▸ **TEXT PASSAGE**:
###

Save the fingers! Save the toes! Save the kidneys! Save the nose! I imagine myself as human organ, or perhaps one cell amongst many within a human body. In deteriorating health and the possibility of the need to remove body parts, it seems comical, almost absurd to turn to such slogans to curb these removals, such as in the case of an unhealthy diabetic facing amputations. Would a doctor consider these rallying cries in an attempt to encourage the patient to take better care of individual body parts, or would he or she instead insist on diet and exercise for the body as a whole. My guess, based on much evidence, is that doctors would overwhelmingly support lifestyle changes that target complete body health, rather than an attempt to focus on and save individual parts of a human organism.

###

▸ **WHAT YOU WILL DO**:
1. Reproduce the passage about saving body parts word for word, between "Save the fingers!" and "a human organism.", inclusive.
2. Carry on the passage about saving body parts from its final sentence.

▸ **EXTRACTED DATA**:
###

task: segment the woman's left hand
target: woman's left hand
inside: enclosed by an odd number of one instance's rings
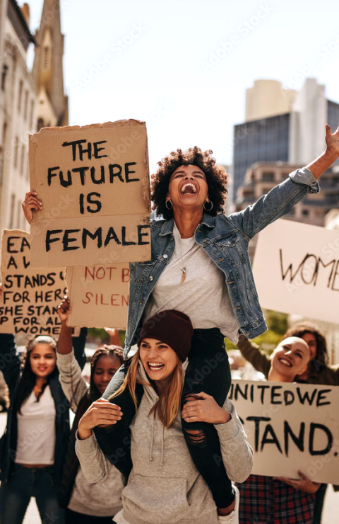
[[[327,150],[337,156],[339,156],[339,127],[332,135],[331,127],[328,124],[326,124],[326,145]]]
[[[298,474],[302,477],[301,480],[285,479],[285,477],[278,477],[275,478],[288,484],[289,486],[292,486],[292,487],[295,489],[300,489],[301,491],[304,491],[305,493],[315,493],[318,491],[320,486],[319,483],[312,482],[312,481],[309,479],[309,477],[307,477],[302,471],[298,471]]]
[[[186,397],[182,416],[186,422],[208,422],[210,424],[225,424],[231,416],[210,395],[201,392]]]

###

▸ **ANSWERS TO THE EXERCISES**:
1.
Save the fingers! Save the toes! Save the kidneys! Save the nose! I imagine myself as human organ, or perhaps one cell amongst many within a human body. In deteriorating health and the possibility of the need to remove body parts, it seems comical, almost absurd to turn to such slogans to curb these removals, such as in the case of an unhealthy diabetic facing amputations. Would a doctor consider these rallying cries in an attempt to encourage the patient to take better care of individual body parts, or would he or she instead insist on diet and exercise for the body as a whole. My guess, based on much evidence, is that doctors would overwhelmingly support lifestyle changes that target complete body health, rather than an attempt to focus on and save individual parts of a human organism.

2.
Though obvious when considered at the scale of the human body, this holistic approach is taken much less seriously at the level of the ecosystem organisms of which we are a part. A continued call for the saving of endangered species and biological “hotspots” appeals to those who are unaware, or unwilling to recognize the inter-connected nature of the ecosystems of the planet earth. If we take a moment to consider the observations which have strongly suggested the existence of collective ecosystem intelligence and co-evolution, we begin to realize that the whole must be considered the target patient rather than the individual species and processes which make up the parts. As below so above, as within so without. We as an intact identifiable organism place mental constructs around the idea of what makes up a body. Our bodies, as humans, are enveloped by our skin and contain organs and systems that allow the body to function as a whole. But it does not end there, for we are in constant interaction with air, food, and water which enters our organism, bringing with them a whole host of “resources” and un-intended passengers, which our body processes and interacts with in a multitude of ways, and then excretes and expels to maintain a regulated system of healthy bodily existence.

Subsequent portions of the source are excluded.